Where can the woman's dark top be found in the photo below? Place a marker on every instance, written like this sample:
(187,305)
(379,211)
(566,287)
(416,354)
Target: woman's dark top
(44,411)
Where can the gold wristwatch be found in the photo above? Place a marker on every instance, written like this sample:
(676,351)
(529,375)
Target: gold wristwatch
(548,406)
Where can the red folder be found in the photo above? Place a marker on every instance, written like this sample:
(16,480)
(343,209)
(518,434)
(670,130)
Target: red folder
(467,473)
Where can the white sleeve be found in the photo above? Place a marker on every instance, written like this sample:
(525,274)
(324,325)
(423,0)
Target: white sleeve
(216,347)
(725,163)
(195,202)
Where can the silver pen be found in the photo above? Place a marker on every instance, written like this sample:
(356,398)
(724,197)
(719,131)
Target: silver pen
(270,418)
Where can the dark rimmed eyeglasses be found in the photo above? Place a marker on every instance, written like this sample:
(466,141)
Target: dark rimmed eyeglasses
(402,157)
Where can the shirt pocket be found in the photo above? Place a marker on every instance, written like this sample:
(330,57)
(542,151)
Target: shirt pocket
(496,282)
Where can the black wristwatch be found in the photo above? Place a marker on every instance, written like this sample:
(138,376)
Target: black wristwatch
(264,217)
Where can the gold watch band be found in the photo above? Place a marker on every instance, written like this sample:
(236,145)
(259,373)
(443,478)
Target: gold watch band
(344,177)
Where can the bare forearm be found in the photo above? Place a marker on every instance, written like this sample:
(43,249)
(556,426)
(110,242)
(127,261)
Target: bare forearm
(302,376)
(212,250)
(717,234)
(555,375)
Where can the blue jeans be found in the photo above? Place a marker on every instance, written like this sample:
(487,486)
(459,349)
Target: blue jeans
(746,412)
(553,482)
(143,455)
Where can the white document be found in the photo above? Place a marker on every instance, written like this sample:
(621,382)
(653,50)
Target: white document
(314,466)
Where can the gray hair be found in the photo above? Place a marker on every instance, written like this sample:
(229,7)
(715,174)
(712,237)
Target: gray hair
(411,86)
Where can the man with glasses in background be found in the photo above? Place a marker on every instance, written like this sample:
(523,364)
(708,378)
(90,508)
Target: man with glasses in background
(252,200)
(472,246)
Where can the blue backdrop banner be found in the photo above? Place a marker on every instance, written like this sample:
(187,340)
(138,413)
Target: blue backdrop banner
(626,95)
○ ○ ○ ○ ○ ○ ○
WHAT THIS TASK INVOLVES: Could you write out all the records exactly, please?

TASK OUTPUT:
Where can the woman's dark top be found in the photo below? Place a marker on every instance, written like this sample:
(187,305)
(379,211)
(566,287)
(416,354)
Target: woman's dark top
(44,411)
Where can the gold wristwatch be found in the photo above? Place a marker on every instance, written like this sample:
(676,351)
(529,375)
Target: gold wristwatch
(548,406)
Where can the red folder be found in the photo above? Place a marker on every instance, written like this sample:
(16,480)
(343,209)
(518,434)
(670,130)
Target: red folder
(467,473)
Where can the white sleeve be found in the photo above? Place a marker on every instance, written like this sample:
(525,274)
(324,325)
(423,0)
Target: white sleeve
(216,347)
(725,163)
(195,202)
Where can the silver pen be found in the photo above? Place a marker on every instance, written like this sample:
(356,398)
(724,197)
(719,131)
Target: silver pen
(270,418)
Where can the dark rimmed eyeglasses be found in the photo above? Place a marker on every instance, written like this sample:
(466,141)
Target: dark rimmed eyeglasses
(402,157)
Where can the shirt pocket be found in the photo above? Place a marker on every instance, written like this sample:
(330,57)
(542,151)
Target: shirt pocket
(496,282)
Where can the black wristwatch be found in the photo above? Place a marker on every instance, written like this sample:
(138,376)
Target: black wristwatch
(264,217)
Where can the gold watch band be found in the photo above? Place a marker on every instance, written like this sample:
(236,145)
(259,373)
(443,478)
Target: gold watch band
(344,177)
Where can the bare forearm be found in the photo above? Place a marker on every instance, written like this sample:
(43,249)
(556,426)
(110,242)
(127,261)
Target: bare forearm
(302,376)
(212,250)
(717,234)
(555,375)
Where can the blue jeans be found in the photo above? Place a marker on every instance, written like this sample:
(487,486)
(459,349)
Target: blue jeans
(746,412)
(553,482)
(143,455)
Where can the white document be found in the photo above? Place a marker on every instance, written like this sample:
(621,382)
(653,50)
Target: white document
(314,466)
Where can the gray hair be found in the photo above? Place a marker on every instance, written like this sample:
(229,7)
(715,174)
(712,237)
Target: gray hair
(411,86)
Where can the man with glasses in background be found in the photo above? Place a marker on every instance, written like this sample:
(523,364)
(708,378)
(90,508)
Target: man with glasses in background
(252,200)
(472,246)
Where can the blue backdrop banner be found in the photo above? Place a marker on every instance, written like this sample:
(187,340)
(138,413)
Target: blue backdrop banner
(626,95)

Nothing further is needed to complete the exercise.